▶ WHAT NEEDS TO BE DONE
Make an exact copy of all the data.

▶ WORKING DATA
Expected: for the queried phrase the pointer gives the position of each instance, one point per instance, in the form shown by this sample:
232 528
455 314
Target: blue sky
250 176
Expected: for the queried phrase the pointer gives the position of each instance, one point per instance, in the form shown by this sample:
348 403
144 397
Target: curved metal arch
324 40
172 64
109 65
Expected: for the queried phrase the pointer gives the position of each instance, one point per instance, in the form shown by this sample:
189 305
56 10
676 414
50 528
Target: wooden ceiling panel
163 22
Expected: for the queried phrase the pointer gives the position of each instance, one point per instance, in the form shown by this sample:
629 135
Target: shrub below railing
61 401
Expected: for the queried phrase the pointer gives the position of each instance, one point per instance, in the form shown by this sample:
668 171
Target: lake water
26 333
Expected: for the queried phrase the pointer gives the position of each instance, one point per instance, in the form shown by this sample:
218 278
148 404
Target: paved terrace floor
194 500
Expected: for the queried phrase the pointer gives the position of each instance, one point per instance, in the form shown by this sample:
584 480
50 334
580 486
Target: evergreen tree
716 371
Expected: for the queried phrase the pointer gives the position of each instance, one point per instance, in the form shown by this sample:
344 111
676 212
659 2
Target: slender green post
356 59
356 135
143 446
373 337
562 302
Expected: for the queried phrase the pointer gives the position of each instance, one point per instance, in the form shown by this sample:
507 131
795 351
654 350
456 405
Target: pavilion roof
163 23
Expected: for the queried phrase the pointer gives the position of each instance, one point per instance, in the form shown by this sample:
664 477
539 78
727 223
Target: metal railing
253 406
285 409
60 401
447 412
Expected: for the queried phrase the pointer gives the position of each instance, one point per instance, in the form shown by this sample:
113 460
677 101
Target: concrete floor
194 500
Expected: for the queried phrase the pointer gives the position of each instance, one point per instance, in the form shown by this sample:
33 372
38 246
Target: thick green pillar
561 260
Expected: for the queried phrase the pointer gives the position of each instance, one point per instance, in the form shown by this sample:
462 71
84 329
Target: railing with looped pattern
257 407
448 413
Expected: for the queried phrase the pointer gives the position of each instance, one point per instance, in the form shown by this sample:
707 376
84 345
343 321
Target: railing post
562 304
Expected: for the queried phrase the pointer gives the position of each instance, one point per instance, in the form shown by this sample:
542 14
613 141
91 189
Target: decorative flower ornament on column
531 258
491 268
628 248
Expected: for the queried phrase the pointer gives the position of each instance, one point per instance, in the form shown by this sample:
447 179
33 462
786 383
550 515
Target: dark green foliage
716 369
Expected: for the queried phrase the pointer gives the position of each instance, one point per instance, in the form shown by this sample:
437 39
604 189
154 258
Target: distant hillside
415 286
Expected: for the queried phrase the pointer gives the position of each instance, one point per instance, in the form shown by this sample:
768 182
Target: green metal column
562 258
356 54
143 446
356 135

▶ RESULT BELOW
Expected: for the queried phrase the pointer gives the position of each instance, one point per instance, in the form shown by this sample:
232 528
455 314
Target: blue sky
250 176
Expected: for the queried phrase the pointer gives the position of each instance, one point per instance, in the form shown by this sample:
348 403
144 397
Target: curved metal arch
324 40
172 64
109 65
Expected: for the queried phrase the pointer gives the position of each instance, one point per instance, in the form shown by this sample:
189 305
56 10
676 414
50 528
Target: wooden ceiling panel
163 22
Expected: for the queried phrase the pointer gives the position of each instance, one point per instance, in the form shown by this sample:
629 135
Target: shrub below railing
61 401
Expected: for the queried phrase the pointer gives the position of each instance, one point per instance, in the form shown by this sample:
668 171
Target: lake water
26 333
Expected: for the queried phrase the pointer gives the position of each instance, one point per instance, in the form shown by this sample:
218 278
148 404
Target: paved terrace floor
194 500
Expected: for the queried phrase the pointer gives the position of each instance, one point per instance, in the form shown by this sample:
584 480
50 334
580 486
Target: evergreen tree
716 371
Expected: for the queried phrase the pointer gives the position of each instance, one point per instance, in the form shown by this sample:
344 111
676 212
659 2
Target: slender green post
356 59
356 135
143 446
373 337
562 302
Expected: for the queried phrase the pointer gives the position of each instance, one point per instance, in the form shown by this sample:
507 131
795 351
654 350
456 405
Target: pavilion roof
163 23
Expected: for the queried phrase the pointer gives the position of each instance, one point per instance, in the form shown by this sample:
664 477
539 78
727 223
Target: metal railing
253 406
285 409
60 401
447 412
Expected: for the queried phrase the pointer gives the position of each instance, one point per instance, in the form shown by this sample:
113 460
677 101
Target: concrete floor
194 500
Expected: for the queried phrase the pointer gives the position of each instance, one point per instance, in the form shown by this sample:
33 372
38 246
Target: thick green pillar
561 260
Expected: for the queried phrase the pointer gives the position of each instance, one point per instance, in the form shown by this sample:
462 71
84 329
Target: railing with looped pattern
257 407
448 413
Expected: for the queried phrase the pointer gives the position of each instance, one point per instance, in the form shown by this sample:
707 376
84 345
343 321
Target: railing post
562 304
Expected: for the queried phrase the pointer gives the position of each instance, one point per instance, in the form shown by this sample:
542 14
613 141
91 189
Target: decorative flower ornament on column
531 258
491 268
628 248
Expected: for the queried phrase the pointer gives the position of each instance, one point per instance, in the form shown by this sample:
447 179
33 462
786 383
550 515
Target: dark green foliage
716 369
Expected: for the queried phrase the pointer gives the position of each instance, one point per instance, in the form shown by this sample:
437 39
604 189
154 258
Target: distant hillside
415 286
Expected: for the queried phrase the pointer gives the position of each instance, one point per instance, in the form shown by this sample:
768 182
Target: green metal column
562 258
356 54
143 446
356 135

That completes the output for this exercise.